EXERCISES TO COMPLETE ::
(1) Name every country or city mentioned in the tax interview transcript below.
(2) Render this sentence from the tax interview transcript below into Spanish: "In our existing tax system, if you look at it, it’s really working against the American people."
(3) From the tax interview transcript below, write out the passage starting with "Gayle Trotter continues" and going on through "of ironies, right?", word for word.

PROVIDED TEXT ::
=====

Gayle Trotter continues with us.  Tax attorney, political analyst, Senior Fellow with the Independent Women’s Forum.  Gayle, before we went to break, you were talking about Warren Buffett and why the people who are the uber rich are so – this is a minor deal.  When you go back to when the whole tax, you know, get the whole tax, they always instituted, and it was all targeted toward the top one percent.  The government said all these elected officials said, “Look it.  We’ll go after those guys that got all the money.”  The rest of the people, we the people, “Yeah, yeah, let’s go after them.”  Then the next year, all the tables had been turned around.  The one percent was getting away with it and now the ninety-nine percent were blessed with the very thing that they thought they were putting on the one percent.  Irony of ironies, right?

GT

That’s right.  In our existing tax system, if you look at it, it’s really working against the American people.  It’s favoring special interest.  You think of the politicos who are in Washington D.C., they fund their own pet projects and they spend taxpayer dollars with abandon.  But particularly when you look at people like Warren Buffett who are out there pontificating about what tax policy should be, if you look at their words, you might think, oh, okay, well, if they think that tax rates should be higher and we should be having this kind of “spread the wealth” sort of policy.  But if you look at their actions, which is how you should really judge people, you realize even Warren Buffett, who is out there making the case all the time in the public sphere, that taxes should be higher and that the rich are not paying their fair share.

If you look at what he does, when he has businesses that are trying to avoid taxes or they’re trying to create these deals that allow his companies to pay the least amount of tax possible, it shows that it’s true.  Everybody does what they can to pay the least amount of tax possible, and Warren Buffett did this deal for Burger King where there is this legal device called a tax inversion.  You can change where your company is located for tax purposes in this inversion and, for example, Ireland and Canada; they have lower corporate tax rates.  So you don’t move your company, but you change the tax location of your company and Warren Buffett did this when he was doing this Burger King deal even though the Obama Administration was, at the same time, trying to limit the ability of American companies to do these tax inversions, which make a lot of economic sense.  But if you wanted to avoid tax inversions by American companies, the easy answer is lower the corporate tax rate so that it’s the same as the countries that Burger King is trying to change its tax situs.  So Warren Buffett, I mean, you don’t like calling people hypocrites, but you look at what they say, you look at what they do and what they do tells the true, true story behind what they really think.

=====

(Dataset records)
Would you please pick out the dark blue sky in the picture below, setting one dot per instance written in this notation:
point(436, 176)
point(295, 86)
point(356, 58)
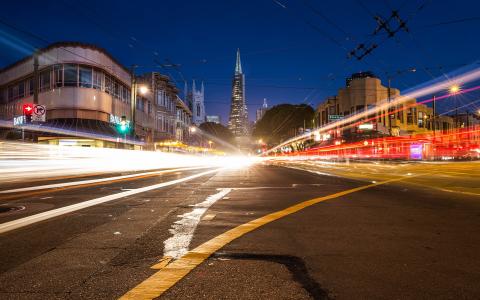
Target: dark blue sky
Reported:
point(284, 58)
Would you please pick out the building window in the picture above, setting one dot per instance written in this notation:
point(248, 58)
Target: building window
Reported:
point(45, 81)
point(410, 116)
point(116, 88)
point(108, 84)
point(21, 89)
point(58, 75)
point(97, 79)
point(85, 75)
point(421, 116)
point(30, 86)
point(70, 75)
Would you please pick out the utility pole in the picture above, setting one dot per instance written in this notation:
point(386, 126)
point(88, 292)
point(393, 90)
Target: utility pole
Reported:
point(35, 77)
point(434, 117)
point(133, 100)
point(388, 108)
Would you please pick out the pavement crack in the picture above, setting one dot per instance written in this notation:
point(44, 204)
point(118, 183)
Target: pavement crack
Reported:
point(295, 265)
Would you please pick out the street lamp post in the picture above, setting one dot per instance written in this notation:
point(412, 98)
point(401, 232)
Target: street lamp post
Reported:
point(133, 100)
point(389, 93)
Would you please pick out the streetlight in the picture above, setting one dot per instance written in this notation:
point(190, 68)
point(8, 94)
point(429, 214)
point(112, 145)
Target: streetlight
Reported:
point(133, 97)
point(143, 89)
point(390, 77)
point(454, 89)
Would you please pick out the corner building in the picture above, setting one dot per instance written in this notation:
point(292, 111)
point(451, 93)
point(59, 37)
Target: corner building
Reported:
point(86, 92)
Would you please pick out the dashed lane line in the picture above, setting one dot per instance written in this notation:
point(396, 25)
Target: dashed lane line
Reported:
point(19, 223)
point(170, 273)
point(48, 188)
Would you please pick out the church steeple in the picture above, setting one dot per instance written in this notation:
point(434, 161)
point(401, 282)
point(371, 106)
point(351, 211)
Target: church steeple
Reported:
point(238, 65)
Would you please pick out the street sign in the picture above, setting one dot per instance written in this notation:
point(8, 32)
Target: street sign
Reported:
point(39, 113)
point(335, 117)
point(19, 120)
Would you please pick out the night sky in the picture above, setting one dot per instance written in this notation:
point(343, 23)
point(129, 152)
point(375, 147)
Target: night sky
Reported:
point(292, 51)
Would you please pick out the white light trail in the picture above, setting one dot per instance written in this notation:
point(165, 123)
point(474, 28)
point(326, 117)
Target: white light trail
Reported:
point(465, 75)
point(23, 161)
point(19, 223)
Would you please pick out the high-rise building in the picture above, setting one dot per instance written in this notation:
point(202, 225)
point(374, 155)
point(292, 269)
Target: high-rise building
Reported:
point(261, 111)
point(214, 119)
point(238, 121)
point(196, 102)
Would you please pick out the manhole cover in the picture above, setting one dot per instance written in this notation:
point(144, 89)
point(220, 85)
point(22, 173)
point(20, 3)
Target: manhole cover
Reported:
point(6, 209)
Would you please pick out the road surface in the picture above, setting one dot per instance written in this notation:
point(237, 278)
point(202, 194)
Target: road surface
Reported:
point(245, 233)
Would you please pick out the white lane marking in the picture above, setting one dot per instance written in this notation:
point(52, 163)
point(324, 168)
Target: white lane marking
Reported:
point(183, 229)
point(8, 226)
point(57, 185)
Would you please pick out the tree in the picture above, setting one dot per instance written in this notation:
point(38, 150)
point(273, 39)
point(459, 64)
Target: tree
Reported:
point(282, 122)
point(220, 135)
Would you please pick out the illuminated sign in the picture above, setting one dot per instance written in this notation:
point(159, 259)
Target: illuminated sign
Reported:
point(366, 126)
point(335, 117)
point(416, 151)
point(20, 120)
point(118, 121)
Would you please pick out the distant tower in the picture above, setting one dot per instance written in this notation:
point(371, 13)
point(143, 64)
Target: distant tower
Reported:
point(198, 104)
point(238, 121)
point(261, 111)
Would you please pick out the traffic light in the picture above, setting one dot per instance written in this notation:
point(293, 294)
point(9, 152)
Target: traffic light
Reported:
point(27, 112)
point(123, 126)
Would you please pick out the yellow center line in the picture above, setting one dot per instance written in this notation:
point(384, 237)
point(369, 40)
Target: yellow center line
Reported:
point(169, 275)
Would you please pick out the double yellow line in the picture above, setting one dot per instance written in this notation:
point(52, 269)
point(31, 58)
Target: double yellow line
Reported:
point(165, 278)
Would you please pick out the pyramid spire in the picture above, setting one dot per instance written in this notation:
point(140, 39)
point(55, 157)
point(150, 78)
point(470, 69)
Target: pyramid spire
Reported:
point(238, 66)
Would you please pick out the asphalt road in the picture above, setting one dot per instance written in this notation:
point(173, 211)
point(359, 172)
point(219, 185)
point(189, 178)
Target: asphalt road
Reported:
point(387, 241)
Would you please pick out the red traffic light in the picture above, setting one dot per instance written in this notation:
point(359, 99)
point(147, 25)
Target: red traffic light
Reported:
point(28, 109)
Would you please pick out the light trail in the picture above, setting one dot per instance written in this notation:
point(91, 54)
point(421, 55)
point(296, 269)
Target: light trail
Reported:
point(19, 223)
point(460, 77)
point(24, 162)
point(94, 181)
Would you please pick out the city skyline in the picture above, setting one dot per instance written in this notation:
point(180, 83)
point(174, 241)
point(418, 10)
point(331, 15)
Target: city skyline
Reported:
point(284, 71)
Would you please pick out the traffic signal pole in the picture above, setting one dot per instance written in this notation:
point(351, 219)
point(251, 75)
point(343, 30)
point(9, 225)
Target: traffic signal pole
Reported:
point(35, 77)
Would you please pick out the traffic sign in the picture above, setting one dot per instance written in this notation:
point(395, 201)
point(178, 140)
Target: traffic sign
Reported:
point(335, 117)
point(39, 113)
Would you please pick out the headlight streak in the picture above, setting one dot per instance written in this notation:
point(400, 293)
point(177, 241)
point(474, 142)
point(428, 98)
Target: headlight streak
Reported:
point(23, 161)
point(470, 74)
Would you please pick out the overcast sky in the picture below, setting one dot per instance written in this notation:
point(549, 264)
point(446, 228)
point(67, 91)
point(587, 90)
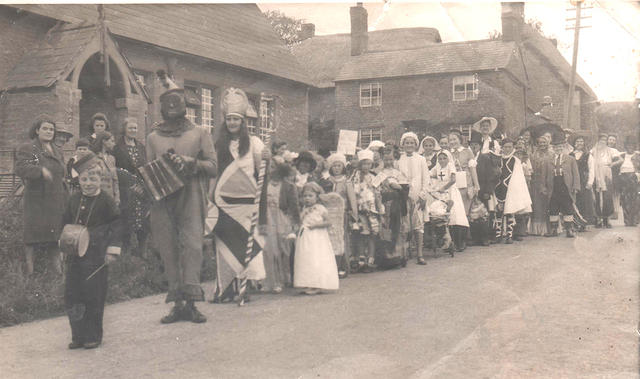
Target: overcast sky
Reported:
point(609, 54)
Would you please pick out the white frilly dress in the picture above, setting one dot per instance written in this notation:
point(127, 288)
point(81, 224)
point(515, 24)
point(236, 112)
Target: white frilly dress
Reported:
point(314, 263)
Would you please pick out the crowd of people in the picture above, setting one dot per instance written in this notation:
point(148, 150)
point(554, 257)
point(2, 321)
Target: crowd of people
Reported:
point(302, 219)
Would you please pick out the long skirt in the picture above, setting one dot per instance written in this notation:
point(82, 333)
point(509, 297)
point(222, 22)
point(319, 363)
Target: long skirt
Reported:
point(629, 198)
point(604, 204)
point(277, 252)
point(585, 204)
point(540, 215)
point(84, 299)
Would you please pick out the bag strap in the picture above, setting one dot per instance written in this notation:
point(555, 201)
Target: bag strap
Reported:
point(90, 210)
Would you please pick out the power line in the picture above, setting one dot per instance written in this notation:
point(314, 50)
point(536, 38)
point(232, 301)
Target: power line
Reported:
point(615, 19)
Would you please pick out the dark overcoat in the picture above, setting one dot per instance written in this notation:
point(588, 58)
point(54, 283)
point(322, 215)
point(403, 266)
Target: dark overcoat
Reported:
point(44, 200)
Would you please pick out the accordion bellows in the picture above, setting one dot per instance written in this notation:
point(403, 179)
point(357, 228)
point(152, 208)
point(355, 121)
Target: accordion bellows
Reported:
point(161, 178)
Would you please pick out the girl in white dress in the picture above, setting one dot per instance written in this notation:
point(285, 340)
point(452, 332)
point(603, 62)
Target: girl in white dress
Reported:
point(443, 183)
point(315, 265)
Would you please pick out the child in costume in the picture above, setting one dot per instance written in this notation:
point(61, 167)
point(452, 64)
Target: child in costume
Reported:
point(394, 188)
point(443, 178)
point(86, 277)
point(566, 183)
point(278, 220)
point(369, 209)
point(512, 194)
point(415, 169)
point(337, 182)
point(315, 266)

=====

SOLUTIONS FOR EACH TASK ::
(1) Washington D.C., Ireland, Canada

(2) En nuestro sistema tributario actual, si lo analizas, en realidad está funcionando en contra del pueblo estadounidense.

(3)
Gayle Trotter continues with us.  Tax attorney, political analyst, Senior Fellow with the Independent Women’s Forum.  Gayle, before we went to break, you were talking about Warren Buffett and why the people who are the uber rich are so – this is a minor deal.  When you go back to when the whole tax, you know, get the whole tax, they always instituted, and it was all targeted toward the top one percent.  The government said all these elected officials said, “Look it.  We’ll go after those guys that got all the money.”  The rest of the people, we the people, “Yeah, yeah, let’s go after them.”  Then the next year, all the tables had been turned around.  The one percent was getting away with it and now the ninety-nine percent were blessed with the very thing that they thought they were putting on the one percent.  Irony of ironies, right?